== Excerpt provided ==

According to Interact Analysis, 26 percent of warehouses are expected to be automated by 2027, from 14 percent a decade prior. Today, automation and digitalized warehouses are critical in moving supply chains to the next level.

Uncover potential

Equipping workers with the right tools to deal with the digital transformation is an essential part of the process.
Equipping workers with the right tools to deal with the digital transformation is an essential part of the process.

While automation is quickly becoming a must-have, it is also crucial to note the importance of upskilling and reskilling workers to accommodate the digital transformation.

A study by Singapore’s Manpower Ministry on the rise of Industry 4.0 showed that more than 36,000 workers in the logistics industry are experiencing changes in their job functions. The study noted that at least a medium degree of change in job tasks will require job redesign or undergo displacement.

This underscores the importance of devoting sufficient resources to upskill workers for a successful, automated future. The endgame is to utilize automation and machines to handle repetitive tasks, thus elevating and optimizing precious human resources.

===
== Dataset extract ==

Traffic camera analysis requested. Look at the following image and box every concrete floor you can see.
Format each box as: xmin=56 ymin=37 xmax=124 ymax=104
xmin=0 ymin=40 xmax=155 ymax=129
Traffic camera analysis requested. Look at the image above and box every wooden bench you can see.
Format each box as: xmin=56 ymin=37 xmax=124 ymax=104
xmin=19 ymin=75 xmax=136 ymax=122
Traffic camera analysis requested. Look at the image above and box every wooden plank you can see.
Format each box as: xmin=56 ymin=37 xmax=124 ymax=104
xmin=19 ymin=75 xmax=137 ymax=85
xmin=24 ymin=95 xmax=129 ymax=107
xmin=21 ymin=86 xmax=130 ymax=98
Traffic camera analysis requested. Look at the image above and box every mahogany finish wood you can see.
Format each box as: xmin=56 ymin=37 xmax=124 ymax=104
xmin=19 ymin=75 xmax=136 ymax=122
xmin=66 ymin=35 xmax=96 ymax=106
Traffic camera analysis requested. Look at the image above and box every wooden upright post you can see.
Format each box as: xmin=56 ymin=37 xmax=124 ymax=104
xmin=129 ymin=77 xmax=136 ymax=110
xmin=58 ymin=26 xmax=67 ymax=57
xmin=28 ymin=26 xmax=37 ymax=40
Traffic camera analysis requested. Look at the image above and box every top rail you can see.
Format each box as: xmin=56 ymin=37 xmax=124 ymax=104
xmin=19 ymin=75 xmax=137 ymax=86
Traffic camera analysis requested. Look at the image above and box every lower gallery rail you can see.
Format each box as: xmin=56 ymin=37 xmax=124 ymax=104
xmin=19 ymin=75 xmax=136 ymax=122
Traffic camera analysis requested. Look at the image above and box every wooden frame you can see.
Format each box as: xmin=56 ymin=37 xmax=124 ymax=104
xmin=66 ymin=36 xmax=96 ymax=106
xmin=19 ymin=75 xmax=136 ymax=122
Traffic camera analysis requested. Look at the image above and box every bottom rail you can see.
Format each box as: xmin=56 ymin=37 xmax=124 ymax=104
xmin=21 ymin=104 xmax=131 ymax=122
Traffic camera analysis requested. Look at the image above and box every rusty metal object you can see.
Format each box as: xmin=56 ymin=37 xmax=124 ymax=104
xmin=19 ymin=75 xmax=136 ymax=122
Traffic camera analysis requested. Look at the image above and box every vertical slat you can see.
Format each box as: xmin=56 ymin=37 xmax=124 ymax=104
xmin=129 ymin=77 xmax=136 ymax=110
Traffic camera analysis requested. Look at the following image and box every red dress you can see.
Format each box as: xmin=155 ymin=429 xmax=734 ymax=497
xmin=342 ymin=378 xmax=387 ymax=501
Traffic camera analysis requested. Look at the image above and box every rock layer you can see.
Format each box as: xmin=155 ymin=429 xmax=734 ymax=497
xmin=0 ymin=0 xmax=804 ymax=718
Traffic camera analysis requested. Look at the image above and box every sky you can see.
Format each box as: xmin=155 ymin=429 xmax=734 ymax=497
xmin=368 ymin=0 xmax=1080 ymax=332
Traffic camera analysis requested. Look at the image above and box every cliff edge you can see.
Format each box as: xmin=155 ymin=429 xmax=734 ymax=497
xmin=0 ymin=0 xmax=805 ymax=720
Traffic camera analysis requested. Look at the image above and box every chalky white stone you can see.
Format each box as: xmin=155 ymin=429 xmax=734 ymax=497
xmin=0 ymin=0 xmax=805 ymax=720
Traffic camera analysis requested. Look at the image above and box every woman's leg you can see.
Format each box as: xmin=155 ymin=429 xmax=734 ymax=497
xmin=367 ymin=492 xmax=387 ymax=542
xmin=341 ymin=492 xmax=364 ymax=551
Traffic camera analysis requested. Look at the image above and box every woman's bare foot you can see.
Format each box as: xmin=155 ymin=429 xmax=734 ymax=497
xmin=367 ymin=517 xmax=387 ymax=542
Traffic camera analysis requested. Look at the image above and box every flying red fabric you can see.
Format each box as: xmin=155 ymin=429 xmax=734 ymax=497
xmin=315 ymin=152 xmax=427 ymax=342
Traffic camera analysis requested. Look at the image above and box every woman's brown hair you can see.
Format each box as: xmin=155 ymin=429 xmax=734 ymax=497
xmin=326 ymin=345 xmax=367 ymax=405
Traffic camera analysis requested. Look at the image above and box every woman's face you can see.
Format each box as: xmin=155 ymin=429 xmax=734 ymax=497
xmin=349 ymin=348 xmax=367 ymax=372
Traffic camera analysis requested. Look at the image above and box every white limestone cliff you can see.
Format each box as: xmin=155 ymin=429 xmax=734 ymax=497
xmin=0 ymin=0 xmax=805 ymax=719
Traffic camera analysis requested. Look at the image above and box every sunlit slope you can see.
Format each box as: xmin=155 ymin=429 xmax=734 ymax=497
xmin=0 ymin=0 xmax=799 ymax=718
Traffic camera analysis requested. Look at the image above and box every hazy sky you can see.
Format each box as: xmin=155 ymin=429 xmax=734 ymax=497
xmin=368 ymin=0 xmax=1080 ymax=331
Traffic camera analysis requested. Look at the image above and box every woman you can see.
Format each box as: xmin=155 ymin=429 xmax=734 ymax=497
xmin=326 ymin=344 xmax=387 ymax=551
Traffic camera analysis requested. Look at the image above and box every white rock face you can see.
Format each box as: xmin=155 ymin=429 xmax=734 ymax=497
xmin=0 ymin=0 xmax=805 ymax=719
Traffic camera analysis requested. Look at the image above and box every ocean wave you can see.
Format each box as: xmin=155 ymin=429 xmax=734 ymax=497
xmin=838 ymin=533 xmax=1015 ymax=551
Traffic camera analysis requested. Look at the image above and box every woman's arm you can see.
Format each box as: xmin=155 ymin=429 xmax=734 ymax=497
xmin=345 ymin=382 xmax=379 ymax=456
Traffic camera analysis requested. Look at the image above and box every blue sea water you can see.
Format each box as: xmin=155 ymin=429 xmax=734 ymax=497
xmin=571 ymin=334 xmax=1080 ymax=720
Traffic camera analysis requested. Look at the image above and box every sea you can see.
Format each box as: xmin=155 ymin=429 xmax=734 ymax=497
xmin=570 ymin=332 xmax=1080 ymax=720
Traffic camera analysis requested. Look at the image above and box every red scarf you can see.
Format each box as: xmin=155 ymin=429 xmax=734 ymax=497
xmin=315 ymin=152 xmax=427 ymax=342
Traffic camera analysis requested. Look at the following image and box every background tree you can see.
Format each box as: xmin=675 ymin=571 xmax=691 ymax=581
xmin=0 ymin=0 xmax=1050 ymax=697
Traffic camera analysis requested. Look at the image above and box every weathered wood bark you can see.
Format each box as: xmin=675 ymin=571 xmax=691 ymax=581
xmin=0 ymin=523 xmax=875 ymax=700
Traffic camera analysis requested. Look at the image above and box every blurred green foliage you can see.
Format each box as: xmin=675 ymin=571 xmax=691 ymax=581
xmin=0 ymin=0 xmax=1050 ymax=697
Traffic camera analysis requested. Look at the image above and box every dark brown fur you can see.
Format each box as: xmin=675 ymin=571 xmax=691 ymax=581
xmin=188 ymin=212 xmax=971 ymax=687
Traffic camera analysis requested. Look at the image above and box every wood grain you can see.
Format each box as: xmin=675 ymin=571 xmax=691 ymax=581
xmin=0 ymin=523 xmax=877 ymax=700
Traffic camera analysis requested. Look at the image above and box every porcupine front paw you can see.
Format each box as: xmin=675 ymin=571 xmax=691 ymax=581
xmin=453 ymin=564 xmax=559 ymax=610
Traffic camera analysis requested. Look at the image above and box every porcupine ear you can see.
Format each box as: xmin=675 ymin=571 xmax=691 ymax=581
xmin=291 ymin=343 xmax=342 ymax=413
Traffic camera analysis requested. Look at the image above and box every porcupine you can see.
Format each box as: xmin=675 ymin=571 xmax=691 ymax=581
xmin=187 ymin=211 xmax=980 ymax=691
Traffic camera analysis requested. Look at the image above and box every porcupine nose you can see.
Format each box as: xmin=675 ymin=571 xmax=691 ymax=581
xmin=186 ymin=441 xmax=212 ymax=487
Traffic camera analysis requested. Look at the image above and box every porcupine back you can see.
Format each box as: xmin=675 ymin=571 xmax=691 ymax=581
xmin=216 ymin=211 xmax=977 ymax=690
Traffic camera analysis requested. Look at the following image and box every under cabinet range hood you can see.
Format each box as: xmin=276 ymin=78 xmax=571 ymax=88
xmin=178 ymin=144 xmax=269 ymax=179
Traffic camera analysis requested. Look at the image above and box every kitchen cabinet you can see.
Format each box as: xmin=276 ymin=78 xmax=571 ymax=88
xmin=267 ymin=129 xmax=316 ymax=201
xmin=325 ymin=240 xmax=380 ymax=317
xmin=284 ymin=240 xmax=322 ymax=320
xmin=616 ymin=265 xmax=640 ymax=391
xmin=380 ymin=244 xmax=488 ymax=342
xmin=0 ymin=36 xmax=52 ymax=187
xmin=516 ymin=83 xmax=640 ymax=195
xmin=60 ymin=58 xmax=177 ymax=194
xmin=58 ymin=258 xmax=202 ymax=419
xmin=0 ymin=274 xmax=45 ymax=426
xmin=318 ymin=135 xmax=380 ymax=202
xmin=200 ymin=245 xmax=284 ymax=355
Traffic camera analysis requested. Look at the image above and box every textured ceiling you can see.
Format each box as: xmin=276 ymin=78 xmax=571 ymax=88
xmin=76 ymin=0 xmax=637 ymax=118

===

Exercise instructions:
**A.** In the warehouse automation excerpt, what share of warehouses does Interact Analysis expect to be automated by 2027?
**B.** Shorten the paragraph beginning "A study by Singapore’s Manpower Ministry" in the warehouse automation excerpt while keeping its main facts.
**C.** Write a continuation of the warehouse automation excerpt, picking up after its final sentence.

Results of the exercise:
**A.** 26 percent

**B.** A Singapore Manpower Ministry study on Industry 4.0 found that more than 36,000 logistics workers are seeing their job functions change, and that even a medium degree of change in tasks will require job redesign or lead to displacement.

**C.**
When searching for ways to optimize warehouse operations, it might also be a good idea to turn to employees for suggestions. Logistics professionals, who are the company’s boots on the ground, may spot gaps within the workflow that their managers miss. This could, in turn, allow innovation to thrive, creating ground-up solutions that can improve efficiency and productivity.

The 1, 2, 3 of optimizing warehousing solutions

When it comes to warehouse optimization, the message is clear – focus on the workflow, keep up with the digital trends and tap into the potential of the people behind the operation.

By keeping these three guiding principles in mind, planning and executing warehouse operations will become smoother, with fewer hiccups, while boosting efficiency. The result will be a sophisticated, automated, and digitalized supply chain node.